- Problems to work on
1. Edit the talc verdict report starting at "A California woman" and ending at "in St. Louis.", putting "suits" in place of "lawsuits".
2. Answer these questions about the talc verdict report:
(a) About how many lawsuits have been filed against Johnson & Johnson?
(b) How old is Deborah Giannecchini?
(c) Who is the company's spokeswoman?

BEGIN Extract to read

A California woman was awarded more than $70 million by a St. Louis judge in a verdict against Johnson & Johnson over its talcum powder's link with cancer. On Thursday, the company lost a third straight trial after three hours of deliberations.
About 1,700 lawsuits in state and federal courts have been filed against Johnson & Johnson for failing to warn consumers that its baby powder and Shower-to-Shower talc products may cause ovarian cancer. Earlier this year, the company lost $72 million and $55 million in the first two talc claims in St. Louis.
The third trial related to claims by Deborah Giannecchini, who used Johnson & Johnson's baby powder for feminine hygiene for more than four decades until she was diagnosed with ovarian cancer three years ago. The lawyers of the 62-year-old said that she has an 80 percent chance of dying in the next two years despite undergoing surgery, radiation and chemotherapy, Bloomberg reported.
The court has ordered the company to pay Giannecchini $65 million in punitive damages and 90 percent of about $2.5 million for medical costs and suffering. Imerys Talc America, the supplier of the talc, faces $2.5 million in punitive damages.
“It seemed like Johnson & Johnson didn’t pay attention,” one juror, Billie Ray, 76, of St. Louis, reportedly said, adding that a warning label should have been placed on talc containers to let consumers know about the risks. “It seemed like they didn’t care.”
The victim said that she was overwhelmed by the verdict as she "waited for a long time for this ... I’ve wanted this so badly."
Johnson & Johnson's spokeswoman Carol Goodrich said that the company will appeal the verdict, denying any link to talc use and ovarian cancer: “We are guided by the science, which supports the safety of Johnson’s Baby Powder."
“Science, research, clinical evidence and decades of studies by medical experts around the world continue to support the safety of cosmetic talc,’’ Goodrich said before the verdict, according to Bloomberg.
During the trial, Giannecchini’s lawyer, Allen Smith, told jurors that the company was aware of “30 years of studies showing an increased risk of ovarian cancer from the use of talc. They knew, and they knew the public was unaware of the risk.” Johnson & Johnson “developed a defense strategy to prevent government regulation of its products,” instead of warning consumers, Smith reportedly said.

END Extract to read
BEGIN Data extracts

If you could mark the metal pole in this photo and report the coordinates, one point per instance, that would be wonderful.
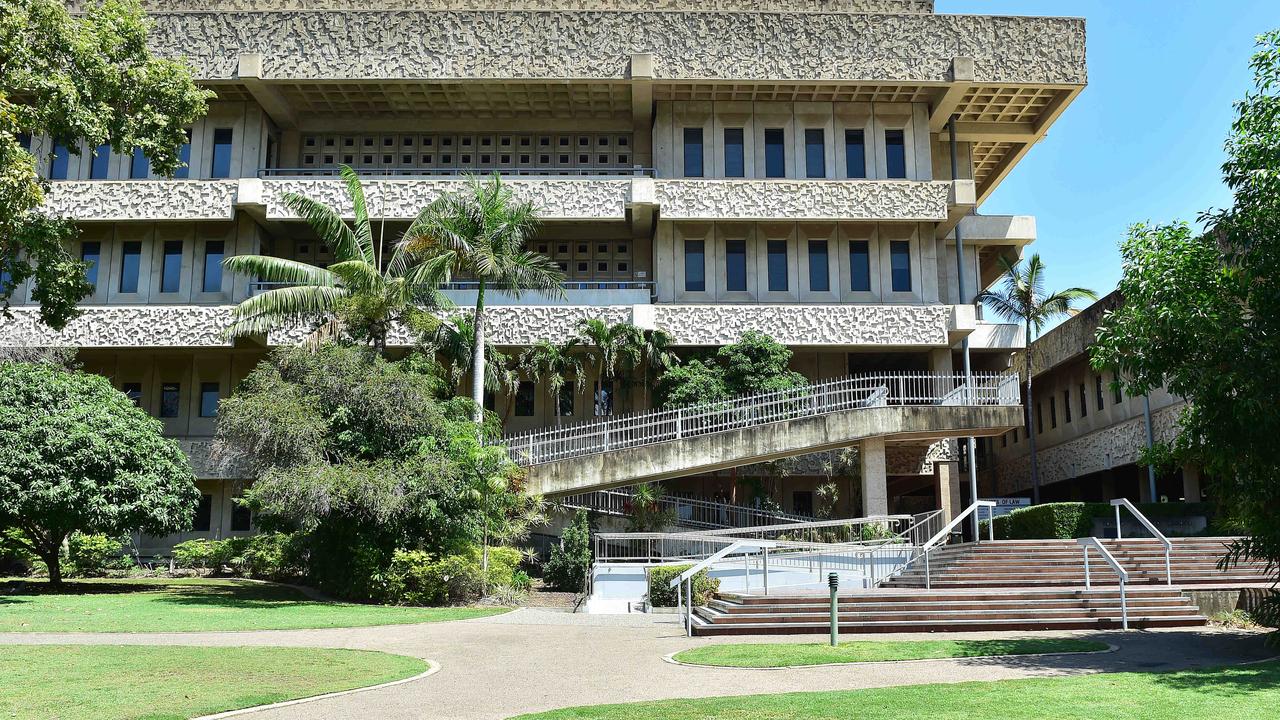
(964, 342)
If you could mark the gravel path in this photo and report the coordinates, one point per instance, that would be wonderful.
(533, 660)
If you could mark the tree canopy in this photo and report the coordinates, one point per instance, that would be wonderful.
(73, 78)
(76, 454)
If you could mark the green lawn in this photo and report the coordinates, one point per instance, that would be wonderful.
(1249, 692)
(782, 655)
(152, 683)
(193, 605)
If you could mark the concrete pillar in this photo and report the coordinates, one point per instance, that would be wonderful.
(1191, 483)
(946, 473)
(874, 477)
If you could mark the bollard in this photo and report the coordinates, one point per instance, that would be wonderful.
(833, 580)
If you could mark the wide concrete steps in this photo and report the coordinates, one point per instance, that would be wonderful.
(897, 611)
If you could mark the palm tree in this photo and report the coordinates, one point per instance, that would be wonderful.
(362, 292)
(557, 365)
(1022, 299)
(481, 232)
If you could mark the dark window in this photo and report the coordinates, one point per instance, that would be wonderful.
(775, 154)
(895, 153)
(900, 264)
(131, 261)
(214, 250)
(859, 265)
(204, 514)
(209, 395)
(693, 153)
(170, 269)
(525, 399)
(777, 265)
(101, 164)
(222, 167)
(819, 270)
(735, 265)
(60, 162)
(91, 253)
(735, 154)
(133, 391)
(855, 154)
(184, 156)
(695, 265)
(169, 400)
(816, 153)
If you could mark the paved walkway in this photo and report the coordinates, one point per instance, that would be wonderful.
(534, 660)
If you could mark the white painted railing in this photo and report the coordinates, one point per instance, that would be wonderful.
(877, 390)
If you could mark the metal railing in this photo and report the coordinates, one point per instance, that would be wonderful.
(1169, 546)
(1086, 543)
(877, 390)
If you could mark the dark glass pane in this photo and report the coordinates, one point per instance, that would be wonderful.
(170, 269)
(213, 267)
(859, 265)
(777, 265)
(141, 167)
(131, 259)
(60, 163)
(900, 264)
(735, 265)
(855, 154)
(695, 267)
(816, 153)
(101, 163)
(735, 154)
(819, 270)
(222, 154)
(91, 253)
(209, 400)
(169, 400)
(775, 154)
(693, 153)
(895, 153)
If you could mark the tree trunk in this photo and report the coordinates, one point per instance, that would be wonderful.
(478, 356)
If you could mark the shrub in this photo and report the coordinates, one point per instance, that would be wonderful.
(571, 560)
(92, 555)
(662, 595)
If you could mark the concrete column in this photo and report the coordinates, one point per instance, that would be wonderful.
(874, 477)
(1191, 483)
(946, 492)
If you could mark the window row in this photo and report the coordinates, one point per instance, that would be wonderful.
(775, 153)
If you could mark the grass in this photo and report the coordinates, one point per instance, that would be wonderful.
(785, 655)
(154, 683)
(193, 605)
(1249, 692)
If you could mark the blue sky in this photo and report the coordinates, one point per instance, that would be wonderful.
(1144, 139)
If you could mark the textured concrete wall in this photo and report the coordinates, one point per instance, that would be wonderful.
(503, 45)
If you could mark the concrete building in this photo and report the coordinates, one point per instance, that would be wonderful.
(1088, 433)
(704, 168)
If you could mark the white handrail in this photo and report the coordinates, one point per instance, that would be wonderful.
(1120, 572)
(1169, 545)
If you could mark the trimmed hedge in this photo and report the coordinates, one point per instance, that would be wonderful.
(661, 595)
(1070, 520)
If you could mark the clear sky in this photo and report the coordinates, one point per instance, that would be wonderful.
(1144, 139)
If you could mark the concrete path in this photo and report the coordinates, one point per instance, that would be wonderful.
(534, 660)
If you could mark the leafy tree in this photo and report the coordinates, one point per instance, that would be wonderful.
(1201, 315)
(1022, 299)
(360, 295)
(77, 77)
(76, 455)
(481, 232)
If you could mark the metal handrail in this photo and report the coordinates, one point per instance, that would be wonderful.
(1169, 545)
(645, 428)
(1120, 572)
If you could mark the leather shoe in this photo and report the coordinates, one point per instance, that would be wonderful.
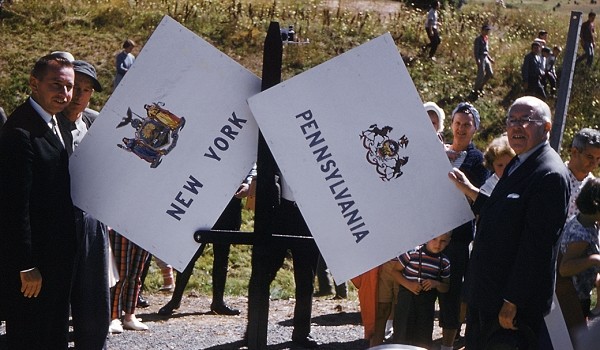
(142, 303)
(306, 342)
(167, 310)
(115, 326)
(223, 309)
(134, 324)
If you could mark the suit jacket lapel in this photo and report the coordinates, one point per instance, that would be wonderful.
(42, 128)
(506, 183)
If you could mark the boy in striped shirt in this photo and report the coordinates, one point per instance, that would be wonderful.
(422, 273)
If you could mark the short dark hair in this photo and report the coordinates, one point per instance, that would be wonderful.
(128, 43)
(588, 201)
(41, 66)
(586, 137)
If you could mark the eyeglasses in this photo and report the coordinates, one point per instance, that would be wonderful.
(524, 122)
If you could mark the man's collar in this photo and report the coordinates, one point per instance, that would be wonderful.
(47, 117)
(525, 155)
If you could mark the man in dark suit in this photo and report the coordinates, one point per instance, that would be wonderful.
(37, 231)
(512, 268)
(90, 298)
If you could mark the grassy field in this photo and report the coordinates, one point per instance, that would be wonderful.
(94, 30)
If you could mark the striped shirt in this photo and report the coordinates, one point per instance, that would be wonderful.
(419, 264)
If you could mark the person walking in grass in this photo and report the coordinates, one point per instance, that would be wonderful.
(432, 28)
(484, 61)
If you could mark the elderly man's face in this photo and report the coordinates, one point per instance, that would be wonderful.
(525, 129)
(463, 127)
(82, 92)
(54, 90)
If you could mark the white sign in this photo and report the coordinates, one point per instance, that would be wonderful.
(366, 168)
(171, 146)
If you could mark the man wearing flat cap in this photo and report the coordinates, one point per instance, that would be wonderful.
(90, 298)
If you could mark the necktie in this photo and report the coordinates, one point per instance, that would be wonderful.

END Data extracts

- Solutions by task
1.
A California woman was awarded more than $70 million by a St. Louis judge in a verdict against Johnson & Johnson over its talcum powder's link with cancer. On Thursday, the company lost a third straight trial after three hours of deliberations.
About 1,700 suits in state and federal courts have been filed against Johnson & Johnson for failing to warn consumers that its baby powder and Shower-to-Shower talc products may cause ovarian cancer. Earlier this year, the company lost $72 million and $55 million in the first two talc claims in St. Louis.

2.
(a) About 1,700
(b) 62
(c) Carol Goodrich